#### REQUIRED WORK
Reproduce the rows below from the line containing "point: ship |" through the end of the rows, changing "deck railing" to "deck rail" and leaving everything else unchanged.

::: INFORMATION SHOWN

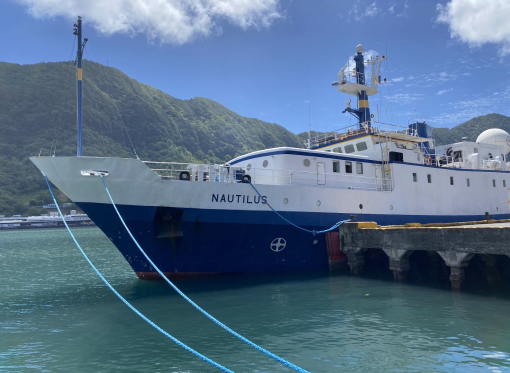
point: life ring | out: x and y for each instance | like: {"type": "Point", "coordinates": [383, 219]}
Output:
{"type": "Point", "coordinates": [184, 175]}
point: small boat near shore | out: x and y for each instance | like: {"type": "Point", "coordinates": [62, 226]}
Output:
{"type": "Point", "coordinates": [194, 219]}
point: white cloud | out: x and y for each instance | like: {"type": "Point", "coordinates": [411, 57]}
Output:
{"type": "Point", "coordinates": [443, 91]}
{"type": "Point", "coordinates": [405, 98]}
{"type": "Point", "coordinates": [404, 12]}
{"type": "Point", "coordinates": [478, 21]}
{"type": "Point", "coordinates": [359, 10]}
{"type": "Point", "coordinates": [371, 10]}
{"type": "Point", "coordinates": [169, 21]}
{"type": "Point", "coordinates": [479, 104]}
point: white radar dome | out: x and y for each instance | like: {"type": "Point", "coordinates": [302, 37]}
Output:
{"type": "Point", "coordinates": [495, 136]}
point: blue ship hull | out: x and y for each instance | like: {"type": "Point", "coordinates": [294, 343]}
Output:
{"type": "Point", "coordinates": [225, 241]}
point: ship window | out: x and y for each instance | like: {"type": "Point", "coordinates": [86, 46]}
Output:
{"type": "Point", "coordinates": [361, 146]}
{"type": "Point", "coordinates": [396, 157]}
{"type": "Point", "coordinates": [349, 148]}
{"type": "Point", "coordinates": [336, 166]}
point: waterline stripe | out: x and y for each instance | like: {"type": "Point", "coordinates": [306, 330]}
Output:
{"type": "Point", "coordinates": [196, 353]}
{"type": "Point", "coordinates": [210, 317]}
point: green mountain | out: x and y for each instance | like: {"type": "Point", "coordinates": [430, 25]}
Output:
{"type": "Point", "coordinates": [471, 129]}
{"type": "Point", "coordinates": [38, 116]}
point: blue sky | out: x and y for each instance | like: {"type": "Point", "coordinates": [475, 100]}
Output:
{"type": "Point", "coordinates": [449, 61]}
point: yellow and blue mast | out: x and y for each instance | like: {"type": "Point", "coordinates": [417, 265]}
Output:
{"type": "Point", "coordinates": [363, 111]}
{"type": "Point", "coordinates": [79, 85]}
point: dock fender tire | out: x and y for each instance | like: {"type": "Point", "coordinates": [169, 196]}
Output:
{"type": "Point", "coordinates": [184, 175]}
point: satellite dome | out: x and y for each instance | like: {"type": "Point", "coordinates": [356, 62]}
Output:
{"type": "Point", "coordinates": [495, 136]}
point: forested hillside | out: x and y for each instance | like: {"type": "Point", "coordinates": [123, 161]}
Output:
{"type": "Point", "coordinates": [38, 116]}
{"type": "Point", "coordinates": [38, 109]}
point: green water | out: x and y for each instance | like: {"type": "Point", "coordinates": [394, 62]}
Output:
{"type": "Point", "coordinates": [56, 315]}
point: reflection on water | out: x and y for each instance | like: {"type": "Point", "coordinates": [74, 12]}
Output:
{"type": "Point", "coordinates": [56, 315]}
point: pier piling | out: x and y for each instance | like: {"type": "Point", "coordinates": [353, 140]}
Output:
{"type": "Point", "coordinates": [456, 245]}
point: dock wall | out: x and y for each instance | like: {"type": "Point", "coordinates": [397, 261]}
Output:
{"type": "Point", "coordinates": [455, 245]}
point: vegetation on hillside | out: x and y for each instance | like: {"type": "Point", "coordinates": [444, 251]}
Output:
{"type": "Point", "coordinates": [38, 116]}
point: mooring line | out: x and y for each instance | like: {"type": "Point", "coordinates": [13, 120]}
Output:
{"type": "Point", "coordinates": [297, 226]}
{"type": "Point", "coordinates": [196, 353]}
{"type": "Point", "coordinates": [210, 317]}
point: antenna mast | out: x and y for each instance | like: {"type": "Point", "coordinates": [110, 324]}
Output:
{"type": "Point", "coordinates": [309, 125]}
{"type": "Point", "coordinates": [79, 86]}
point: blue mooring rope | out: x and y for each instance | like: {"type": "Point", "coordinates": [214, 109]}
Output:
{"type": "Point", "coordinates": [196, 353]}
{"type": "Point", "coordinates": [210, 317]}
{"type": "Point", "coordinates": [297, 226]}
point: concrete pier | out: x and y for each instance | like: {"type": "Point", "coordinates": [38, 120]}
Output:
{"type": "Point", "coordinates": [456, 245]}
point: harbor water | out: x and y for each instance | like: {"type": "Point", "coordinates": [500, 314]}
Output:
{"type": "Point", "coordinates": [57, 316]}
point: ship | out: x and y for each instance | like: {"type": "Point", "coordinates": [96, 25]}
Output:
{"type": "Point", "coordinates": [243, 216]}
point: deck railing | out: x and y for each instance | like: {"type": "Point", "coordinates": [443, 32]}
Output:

::::::

#### RESPONSE TO THIS EXERCISE
point: ship | out: x and y for each instance | like: {"type": "Point", "coordinates": [96, 25]}
Output:
{"type": "Point", "coordinates": [243, 216]}
point: deck rail | out: x and y for each instance | like: {"type": "Point", "coordinates": [443, 32]}
Output:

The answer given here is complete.